The problem: Keep the pictures out of the copy and repeat the records exactly.

Exercise inputs:
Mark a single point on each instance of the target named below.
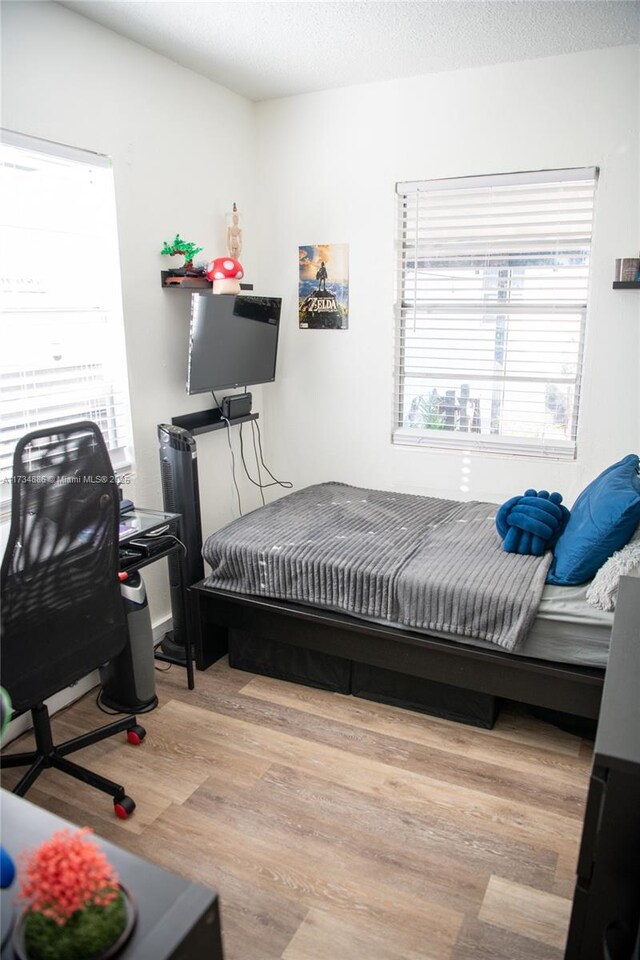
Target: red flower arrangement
(65, 874)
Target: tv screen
(233, 341)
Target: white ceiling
(276, 49)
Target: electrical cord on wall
(285, 484)
(233, 459)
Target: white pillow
(603, 589)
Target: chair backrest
(62, 612)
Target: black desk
(177, 920)
(145, 523)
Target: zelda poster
(323, 289)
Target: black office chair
(62, 612)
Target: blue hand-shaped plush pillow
(602, 521)
(531, 524)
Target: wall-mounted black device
(180, 494)
(235, 406)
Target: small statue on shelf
(234, 234)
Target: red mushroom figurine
(226, 274)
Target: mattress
(425, 563)
(566, 630)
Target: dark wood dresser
(605, 920)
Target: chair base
(47, 754)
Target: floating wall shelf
(203, 421)
(171, 282)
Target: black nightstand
(177, 920)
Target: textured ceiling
(276, 49)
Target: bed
(398, 598)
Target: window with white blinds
(493, 281)
(63, 352)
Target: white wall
(328, 167)
(322, 168)
(183, 150)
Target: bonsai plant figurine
(74, 907)
(188, 250)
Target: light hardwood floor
(338, 829)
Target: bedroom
(183, 147)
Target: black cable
(286, 484)
(255, 453)
(257, 483)
(233, 459)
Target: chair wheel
(136, 735)
(124, 808)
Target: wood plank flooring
(338, 829)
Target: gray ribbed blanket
(430, 564)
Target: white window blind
(493, 280)
(63, 352)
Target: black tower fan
(180, 494)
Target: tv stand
(203, 421)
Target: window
(63, 353)
(493, 279)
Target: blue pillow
(602, 521)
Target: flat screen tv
(233, 341)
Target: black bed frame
(561, 687)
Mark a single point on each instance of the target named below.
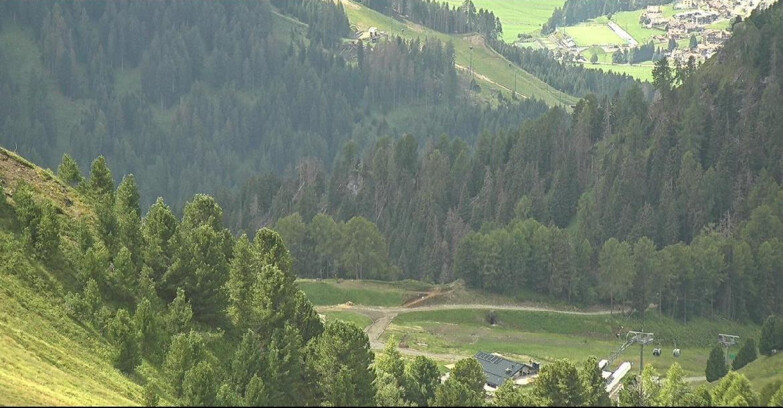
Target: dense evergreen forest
(576, 11)
(680, 194)
(224, 324)
(187, 95)
(676, 203)
(673, 198)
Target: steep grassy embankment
(47, 358)
(491, 70)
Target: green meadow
(517, 16)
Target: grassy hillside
(492, 71)
(517, 16)
(47, 357)
(764, 370)
(548, 336)
(367, 293)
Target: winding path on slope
(382, 316)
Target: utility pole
(643, 339)
(727, 340)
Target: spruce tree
(150, 395)
(199, 386)
(746, 354)
(770, 336)
(68, 171)
(101, 183)
(716, 365)
(123, 334)
(422, 378)
(593, 384)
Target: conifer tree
(674, 387)
(342, 365)
(559, 383)
(185, 351)
(422, 378)
(746, 355)
(716, 365)
(101, 183)
(199, 386)
(151, 398)
(593, 384)
(240, 281)
(158, 230)
(124, 336)
(128, 212)
(771, 335)
(68, 171)
(391, 362)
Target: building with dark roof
(499, 369)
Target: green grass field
(48, 359)
(629, 21)
(350, 317)
(764, 370)
(367, 293)
(642, 72)
(548, 336)
(593, 33)
(517, 16)
(492, 71)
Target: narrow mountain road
(382, 317)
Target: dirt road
(382, 316)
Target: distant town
(709, 21)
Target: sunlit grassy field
(548, 336)
(492, 71)
(518, 16)
(367, 293)
(642, 72)
(348, 316)
(629, 21)
(48, 359)
(593, 33)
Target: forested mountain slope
(99, 306)
(192, 97)
(687, 187)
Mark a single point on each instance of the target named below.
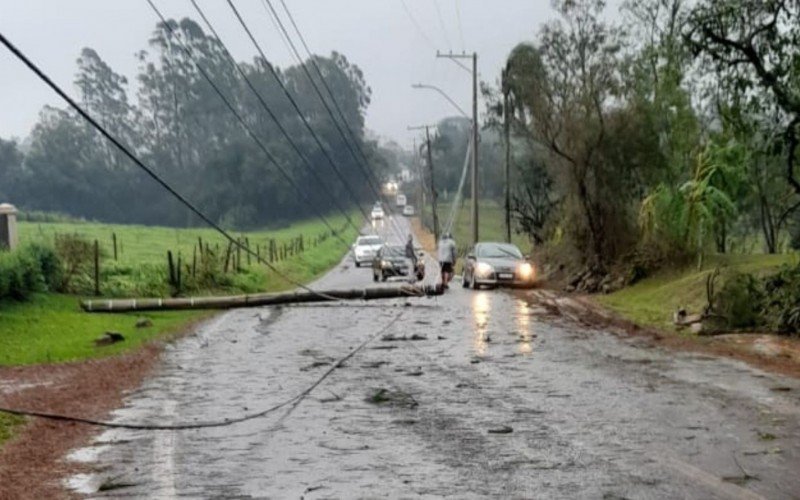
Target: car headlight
(483, 268)
(526, 271)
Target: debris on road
(143, 323)
(390, 337)
(109, 338)
(399, 398)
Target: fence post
(171, 267)
(247, 243)
(178, 276)
(239, 255)
(96, 268)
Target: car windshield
(369, 240)
(498, 251)
(393, 251)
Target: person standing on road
(411, 255)
(447, 258)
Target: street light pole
(433, 184)
(506, 130)
(474, 57)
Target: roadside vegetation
(42, 282)
(653, 301)
(659, 152)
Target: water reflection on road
(481, 309)
(522, 316)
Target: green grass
(149, 244)
(51, 328)
(652, 301)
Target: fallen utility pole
(258, 299)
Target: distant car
(497, 264)
(391, 261)
(365, 248)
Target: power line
(294, 401)
(422, 32)
(294, 105)
(244, 124)
(269, 111)
(139, 163)
(363, 166)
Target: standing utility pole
(474, 58)
(506, 130)
(433, 185)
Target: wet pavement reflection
(495, 398)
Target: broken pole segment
(258, 299)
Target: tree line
(181, 127)
(668, 134)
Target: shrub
(740, 301)
(782, 304)
(29, 269)
(76, 254)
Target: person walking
(411, 255)
(447, 258)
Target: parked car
(497, 264)
(377, 213)
(365, 248)
(391, 261)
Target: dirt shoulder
(768, 352)
(31, 462)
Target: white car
(365, 248)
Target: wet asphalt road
(591, 415)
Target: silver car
(496, 264)
(365, 248)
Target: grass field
(51, 328)
(652, 301)
(149, 244)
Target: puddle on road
(481, 308)
(482, 304)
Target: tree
(753, 45)
(571, 78)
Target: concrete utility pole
(430, 170)
(474, 57)
(433, 185)
(506, 130)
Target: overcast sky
(393, 41)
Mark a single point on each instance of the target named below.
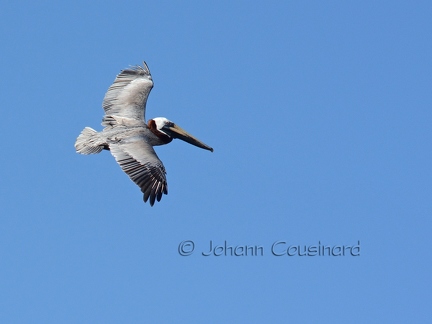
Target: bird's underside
(129, 138)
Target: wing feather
(126, 98)
(139, 161)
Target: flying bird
(129, 138)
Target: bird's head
(171, 130)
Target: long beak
(178, 132)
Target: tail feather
(87, 142)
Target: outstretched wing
(140, 162)
(126, 98)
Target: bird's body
(129, 138)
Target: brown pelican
(127, 136)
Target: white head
(171, 130)
(161, 122)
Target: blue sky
(320, 117)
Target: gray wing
(126, 98)
(140, 162)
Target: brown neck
(163, 137)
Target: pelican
(129, 138)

Answer to this task:
Mark a single point on each instance of the target named below.
Target: red flower arrangement
(65, 874)
Target: tv screen
(233, 341)
Target: white ceiling
(276, 49)
Target: electrical cord on wall
(285, 484)
(233, 459)
Target: white pillow
(603, 589)
Target: chair backrest
(62, 612)
Target: black desk
(177, 920)
(145, 523)
Target: zelda poster
(323, 289)
Target: black office chair
(62, 612)
Target: blue hand-shaped plush pillow
(602, 521)
(531, 524)
Target: wall-mounted black device
(180, 494)
(235, 406)
Target: small statue on shelf
(234, 234)
Target: red mushroom figurine
(226, 274)
Target: mattress
(425, 563)
(566, 630)
Target: dark wood dresser
(605, 920)
Target: chair base
(47, 754)
Target: floating wall shelf
(203, 421)
(171, 282)
Target: black nightstand
(177, 920)
Target: textured ceiling
(276, 49)
Target: bed
(398, 598)
Target: window with white blinds
(493, 281)
(63, 352)
Target: white wall
(328, 167)
(322, 168)
(183, 150)
Target: bonsai plant figurine
(74, 907)
(188, 250)
Target: light hardwood floor
(338, 829)
Target: bedroom
(183, 147)
Target: black cable
(286, 484)
(255, 453)
(257, 483)
(233, 459)
Target: chair wheel
(136, 735)
(124, 808)
Target: wood plank flooring
(338, 829)
Target: gray ribbed blanket
(430, 564)
Target: white window blind
(493, 280)
(63, 352)
Target: black tower fan
(180, 494)
Target: tv stand
(203, 421)
Target: window
(63, 353)
(493, 279)
Target: blue pillow
(602, 521)
Target: flat screen tv
(233, 341)
Target: black bed frame
(561, 687)
Mark a single point on each instance of the target named below.
Target: dense evergreen forest
(576, 11)
(680, 194)
(224, 324)
(187, 95)
(676, 203)
(673, 198)
Target: steep grassy embankment
(47, 358)
(491, 70)
Target: green meadow
(517, 16)
Target: grassy hillside
(492, 71)
(517, 16)
(47, 357)
(764, 370)
(548, 336)
(367, 293)
Target: winding path on slope
(382, 316)
Target: utility pole
(643, 339)
(727, 340)
Target: spruce tree
(150, 395)
(199, 386)
(746, 354)
(770, 336)
(68, 171)
(101, 183)
(716, 365)
(123, 334)
(422, 378)
(593, 384)
Target: conifer tree
(674, 387)
(342, 365)
(559, 383)
(185, 351)
(422, 378)
(746, 355)
(716, 365)
(101, 183)
(199, 386)
(151, 398)
(593, 384)
(240, 281)
(158, 230)
(124, 336)
(128, 212)
(771, 335)
(68, 171)
(391, 362)
Target: building with dark roof
(499, 369)
Target: green grass field
(48, 359)
(629, 21)
(350, 317)
(764, 370)
(367, 293)
(642, 72)
(548, 336)
(593, 33)
(517, 16)
(492, 71)
Target: narrow mountain road
(382, 317)
Target: dirt road
(382, 316)
Target: distant town
(709, 21)
Target: sunlit grassy field
(548, 336)
(492, 71)
(518, 16)
(367, 293)
(642, 72)
(348, 316)
(629, 21)
(48, 359)
(593, 33)
Target: forested mountain slope
(99, 306)
(192, 97)
(687, 187)
Mark a single point on each instance of the target named below.
Target: car headlight
(483, 268)
(526, 271)
Target: debris on road
(143, 323)
(390, 337)
(109, 338)
(399, 398)
Target: fence post
(171, 267)
(247, 243)
(178, 276)
(239, 255)
(96, 268)
Target: car windshield
(369, 240)
(498, 251)
(393, 251)
Target: person standing on road
(411, 255)
(447, 258)
Target: street light pole
(433, 184)
(506, 130)
(474, 57)
Target: roadside vegetation
(42, 282)
(653, 301)
(659, 152)
Target: water reflection on road
(481, 309)
(522, 316)
Target: green grass
(149, 244)
(51, 328)
(652, 301)
Target: fallen utility pole
(258, 299)
Target: distant car
(497, 264)
(391, 261)
(365, 248)
Target: power line
(294, 401)
(422, 32)
(294, 105)
(244, 124)
(269, 111)
(139, 163)
(363, 166)
Target: standing utility pole
(474, 58)
(506, 130)
(433, 185)
Target: wet pavement reflection
(495, 398)
Target: broken pole segment
(258, 299)
Target: tree line
(181, 127)
(668, 134)
Target: shrub
(740, 301)
(782, 304)
(29, 269)
(76, 254)
Target: person walking
(411, 255)
(447, 258)
Target: parked car
(497, 264)
(377, 213)
(365, 248)
(391, 261)
Target: dirt shoulder
(768, 352)
(31, 462)
Target: white car
(365, 248)
Target: wet asphalt road
(591, 415)
Target: silver car
(496, 264)
(365, 248)
Target: grass field
(51, 328)
(652, 301)
(149, 244)
Target: puddle on road
(481, 308)
(482, 304)
Target: tree
(753, 45)
(571, 78)
Target: concrete utility pole
(430, 170)
(474, 57)
(433, 185)
(506, 130)
Target: overcast sky
(393, 41)
Mark a single point on each instance of the target named below.
Target: bird's underside
(129, 138)
Target: wing feather
(126, 98)
(139, 161)
Target: flying bird
(129, 138)
Target: bird's head
(171, 130)
Target: long beak
(178, 132)
Target: tail feather
(87, 142)
Target: outstretched wing
(140, 162)
(126, 98)
Target: bird's body
(129, 138)
Target: brown pelican
(127, 136)
Target: white head
(171, 130)
(161, 122)
Target: blue sky
(320, 117)
Target: gray wing
(126, 98)
(140, 162)
Target: brown neck
(163, 137)
Target: pelican
(129, 138)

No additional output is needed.